ZITIERTER TEXT:
◇ ◇ ◇ ◇ ◇
Aber wie bereits erwähnt, das fehlende Blut, ist hier bei weitem nicht das größte Problem. Es ist viel mehr dieses aufdringliche Gefühl der Unlust auf Seiten der Verantwortlichen, das einen bei der Sichtung beschleicht. Nicht jene der Schauspieler, die machen tatsächlich allesamt einen soliden bis regelrecht guten Job und sorgen mit ein der ein oder anderen emotionaleren Szene für ein paar der stärksten Momente des Films. Hier sind es tatsächlich die Drehbuchschreiber, der Regisseur, die VFX-Artists, die mit einer schlechten Entscheidung nach der anderen „Morbius“ in eine vergessenswerte Mittelmäßigkeit zwingen.

Gesetzmäßigkeiten werden etabliert, nur um bereits in der nächsten Szene über Bord geworfen zu werden, was zu Logiklöchern führt, die tiefer scheinen als der Grand Canyon. Figuren scheinen sich nicht zu entwickeln und wenn sie es doch einmal tun, dann so abrupt, dass man ihre Handlungen kaum mehr nachvollziehen kann. Doch am schwersten wiegen die Actionsequenzen, bei denen man das Gefühl hat, dass die „Transformers“-Filme wohl Vorbild gewesen sein müssen, denn die Bay’sche Megalomanie trieft aus allen Ecken. Die Explosionen mögen sich zwar in Grenzen halten, aber andauernd scheint die Leinwand vor Farben, halbgaren Effekten und schmückendem Beiwerk geradezu überzugehen, den Zuschauer erschlagen zu wollen. Ab und an wird dann aus Kulanz noch die Zeitlupenbremse eingestreut, damit die Augen für einen kurzen Moment Zeit bekommen, sich zu erholen, das Hirn sich neu orientieren kann, und weiter geht der wilde Ritt durch Lichteffekte. Die übrigens einem Effekt irritierend ähnlich schauen, der bereits bei „X-Men 2“ zum Einsatz kam – und dort deutlich besser.
◇ ◇ ◇ ◇ ◇
AUFGABE A:
Sammle jede Zeile der Datensätze, in der die Zeichenfolge „railing“ vorkommt, und achte dabei auf Groß- und Kleinschreibung.
Die Filmkritik und die Datensätze stammen aus unterschiedlichen Quellen.
◇ ◇ ◇ ◇ ◇
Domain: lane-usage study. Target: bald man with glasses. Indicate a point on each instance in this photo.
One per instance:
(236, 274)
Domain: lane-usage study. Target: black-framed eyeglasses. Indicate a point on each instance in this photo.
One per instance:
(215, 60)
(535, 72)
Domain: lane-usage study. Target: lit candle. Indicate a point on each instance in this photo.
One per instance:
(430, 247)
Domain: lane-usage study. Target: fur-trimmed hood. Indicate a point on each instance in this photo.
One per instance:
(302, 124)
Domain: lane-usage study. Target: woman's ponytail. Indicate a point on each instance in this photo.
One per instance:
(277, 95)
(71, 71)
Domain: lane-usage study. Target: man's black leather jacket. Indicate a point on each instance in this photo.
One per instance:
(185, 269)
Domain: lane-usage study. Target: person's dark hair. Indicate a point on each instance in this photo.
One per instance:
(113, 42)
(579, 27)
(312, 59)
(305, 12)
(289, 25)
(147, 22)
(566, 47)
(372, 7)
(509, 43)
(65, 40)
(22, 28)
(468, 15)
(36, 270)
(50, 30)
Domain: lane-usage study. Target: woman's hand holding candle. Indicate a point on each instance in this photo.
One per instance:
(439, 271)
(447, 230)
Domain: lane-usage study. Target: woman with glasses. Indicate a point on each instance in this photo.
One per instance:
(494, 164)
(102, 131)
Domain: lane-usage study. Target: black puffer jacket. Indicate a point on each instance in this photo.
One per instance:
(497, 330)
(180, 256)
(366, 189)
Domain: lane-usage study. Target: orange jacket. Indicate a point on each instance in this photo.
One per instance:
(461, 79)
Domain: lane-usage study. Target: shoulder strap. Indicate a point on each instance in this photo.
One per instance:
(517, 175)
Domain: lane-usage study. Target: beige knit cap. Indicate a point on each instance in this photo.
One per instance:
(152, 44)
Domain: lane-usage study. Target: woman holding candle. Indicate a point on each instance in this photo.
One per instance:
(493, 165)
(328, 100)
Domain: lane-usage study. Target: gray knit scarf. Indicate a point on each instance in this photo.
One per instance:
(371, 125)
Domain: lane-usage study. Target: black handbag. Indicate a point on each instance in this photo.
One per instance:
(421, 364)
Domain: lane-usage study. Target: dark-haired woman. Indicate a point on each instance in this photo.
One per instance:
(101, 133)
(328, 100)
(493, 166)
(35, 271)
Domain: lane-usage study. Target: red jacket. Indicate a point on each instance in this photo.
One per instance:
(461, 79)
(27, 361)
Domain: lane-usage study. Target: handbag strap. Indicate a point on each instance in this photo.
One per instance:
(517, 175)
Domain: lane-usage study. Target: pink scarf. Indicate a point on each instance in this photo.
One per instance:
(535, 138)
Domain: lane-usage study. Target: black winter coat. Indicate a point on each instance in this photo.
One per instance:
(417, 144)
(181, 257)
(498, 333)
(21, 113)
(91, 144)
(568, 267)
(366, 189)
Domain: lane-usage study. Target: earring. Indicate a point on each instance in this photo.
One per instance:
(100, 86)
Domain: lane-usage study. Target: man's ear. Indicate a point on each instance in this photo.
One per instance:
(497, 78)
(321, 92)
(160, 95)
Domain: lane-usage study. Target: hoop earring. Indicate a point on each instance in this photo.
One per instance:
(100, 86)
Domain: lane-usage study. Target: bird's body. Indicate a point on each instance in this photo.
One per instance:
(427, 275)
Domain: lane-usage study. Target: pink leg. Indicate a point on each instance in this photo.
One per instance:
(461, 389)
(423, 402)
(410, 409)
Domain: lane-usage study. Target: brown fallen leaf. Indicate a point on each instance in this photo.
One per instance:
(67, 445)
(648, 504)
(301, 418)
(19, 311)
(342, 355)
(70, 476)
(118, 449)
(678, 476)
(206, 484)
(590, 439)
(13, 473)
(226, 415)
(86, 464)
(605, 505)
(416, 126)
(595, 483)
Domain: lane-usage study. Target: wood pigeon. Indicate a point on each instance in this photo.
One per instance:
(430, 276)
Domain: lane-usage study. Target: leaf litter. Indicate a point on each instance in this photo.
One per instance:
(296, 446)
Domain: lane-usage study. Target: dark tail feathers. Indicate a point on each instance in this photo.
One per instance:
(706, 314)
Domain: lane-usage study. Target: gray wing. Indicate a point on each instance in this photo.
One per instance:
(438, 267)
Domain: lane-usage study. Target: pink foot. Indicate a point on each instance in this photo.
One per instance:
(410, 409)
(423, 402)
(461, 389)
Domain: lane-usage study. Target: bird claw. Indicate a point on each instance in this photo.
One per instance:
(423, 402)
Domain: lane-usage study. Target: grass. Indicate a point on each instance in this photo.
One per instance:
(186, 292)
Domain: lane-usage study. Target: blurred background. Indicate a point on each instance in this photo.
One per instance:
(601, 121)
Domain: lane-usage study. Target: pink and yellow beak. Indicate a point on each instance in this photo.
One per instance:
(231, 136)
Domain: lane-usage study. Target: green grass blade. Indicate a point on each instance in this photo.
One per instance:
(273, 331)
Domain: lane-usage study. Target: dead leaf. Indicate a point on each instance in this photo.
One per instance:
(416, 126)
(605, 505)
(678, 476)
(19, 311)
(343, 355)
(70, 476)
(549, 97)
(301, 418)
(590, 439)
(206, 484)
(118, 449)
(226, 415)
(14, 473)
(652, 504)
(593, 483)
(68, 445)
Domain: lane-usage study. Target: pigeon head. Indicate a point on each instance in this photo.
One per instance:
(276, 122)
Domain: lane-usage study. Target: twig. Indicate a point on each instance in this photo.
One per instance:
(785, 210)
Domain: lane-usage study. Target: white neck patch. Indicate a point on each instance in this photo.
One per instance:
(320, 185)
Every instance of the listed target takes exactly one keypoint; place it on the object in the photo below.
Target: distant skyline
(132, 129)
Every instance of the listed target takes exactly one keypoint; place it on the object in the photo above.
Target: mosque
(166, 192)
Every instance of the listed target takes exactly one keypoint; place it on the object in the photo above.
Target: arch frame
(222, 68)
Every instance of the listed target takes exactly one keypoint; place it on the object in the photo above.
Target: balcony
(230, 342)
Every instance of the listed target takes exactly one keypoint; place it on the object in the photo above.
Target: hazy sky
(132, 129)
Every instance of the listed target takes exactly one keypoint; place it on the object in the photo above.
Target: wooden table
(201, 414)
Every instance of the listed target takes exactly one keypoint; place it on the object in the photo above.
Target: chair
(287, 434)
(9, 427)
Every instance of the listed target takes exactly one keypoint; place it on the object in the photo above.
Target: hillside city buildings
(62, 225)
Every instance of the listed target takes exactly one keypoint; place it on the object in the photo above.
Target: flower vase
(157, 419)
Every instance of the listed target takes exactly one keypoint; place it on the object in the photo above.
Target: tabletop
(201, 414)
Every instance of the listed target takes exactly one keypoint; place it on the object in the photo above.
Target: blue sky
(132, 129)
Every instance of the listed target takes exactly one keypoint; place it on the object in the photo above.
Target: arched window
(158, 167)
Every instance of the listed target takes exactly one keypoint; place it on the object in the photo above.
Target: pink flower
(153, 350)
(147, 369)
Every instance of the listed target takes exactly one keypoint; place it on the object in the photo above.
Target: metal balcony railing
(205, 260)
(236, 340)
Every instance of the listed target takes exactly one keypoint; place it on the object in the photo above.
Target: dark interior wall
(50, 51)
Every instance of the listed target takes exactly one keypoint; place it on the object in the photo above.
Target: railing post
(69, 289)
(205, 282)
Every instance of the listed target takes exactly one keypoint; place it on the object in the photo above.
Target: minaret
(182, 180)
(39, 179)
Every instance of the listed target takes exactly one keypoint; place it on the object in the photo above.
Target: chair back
◇ ◇ ◇ ◇ ◇
AUFGABE B:
Gib einen Abschnitt der Filmkritik wörtlich aus: Beginne bei den Worten „Aber wie bereits“ und hör nach „vergessenswerte Mittelmäßigkeit zwingen.“ auf.

RICHTIGE ANTWORT A:
Target: metal balcony railing
Target: railing post

RICHTIGE ANTWORT B:
Aber wie bereits erwähnt, das fehlende Blut, ist hier bei weitem nicht das größte Problem. Es ist viel mehr dieses aufdringliche Gefühl der Unlust auf Seiten der Verantwortlichen, das einen bei der Sichtung beschleicht. Nicht jene der Schauspieler, die machen tatsächlich allesamt einen soliden bis regelrecht guten Job und sorgen mit ein der ein oder anderen emotionaleren Szene für ein paar der stärksten Momente des Films. Hier sind es tatsächlich die Drehbuchschreiber, der Regisseur, die VFX-Artists, die mit einer schlechten Entscheidung nach der anderen „Morbius“ in eine vergessenswerte Mittelmäßigkeit zwingen.